─── Bahan Tugas ───

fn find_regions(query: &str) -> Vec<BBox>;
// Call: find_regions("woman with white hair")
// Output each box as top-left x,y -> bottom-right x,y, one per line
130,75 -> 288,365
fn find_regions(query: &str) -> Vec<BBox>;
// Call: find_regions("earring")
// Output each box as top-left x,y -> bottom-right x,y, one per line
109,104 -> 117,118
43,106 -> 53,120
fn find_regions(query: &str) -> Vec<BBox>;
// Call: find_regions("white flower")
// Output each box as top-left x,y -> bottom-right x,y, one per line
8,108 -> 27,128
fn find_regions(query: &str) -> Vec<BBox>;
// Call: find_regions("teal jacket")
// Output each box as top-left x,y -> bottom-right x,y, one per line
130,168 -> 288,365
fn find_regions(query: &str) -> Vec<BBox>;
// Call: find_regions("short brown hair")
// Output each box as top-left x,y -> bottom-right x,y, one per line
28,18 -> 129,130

───

Tulis ulang teks dari awal baris-baris di atas sampai baris yang memuat "8,108 -> 27,128", termasuk baris itu, sebagai tabel Markdown dengan kolom No untuk nomor urut dan kolom Isi untuk teks tiap baris. Lewati baris kosong.

■ **Jawaban**
| No | Isi |
|---|---|
| 1 | fn find_regions(query: &str) -> Vec<BBox>; |
| 2 | // Call: find_regions("woman with white hair") |
| 3 | // Output each box as top-left x,y -> bottom-right x,y, one per line |
| 4 | 130,75 -> 288,365 |
| 5 | fn find_regions(query: &str) -> Vec<BBox>; |
| 6 | // Call: find_regions("earring") |
| 7 | // Output each box as top-left x,y -> bottom-right x,y, one per line |
| 8 | 109,104 -> 117,118 |
| 9 | 43,106 -> 53,120 |
| 10 | fn find_regions(query: &str) -> Vec<BBox>; |
| 11 | // Call: find_regions("white flower") |
| 12 | // Output each box as top-left x,y -> bottom-right x,y, one per line |
| 13 | 8,108 -> 27,128 |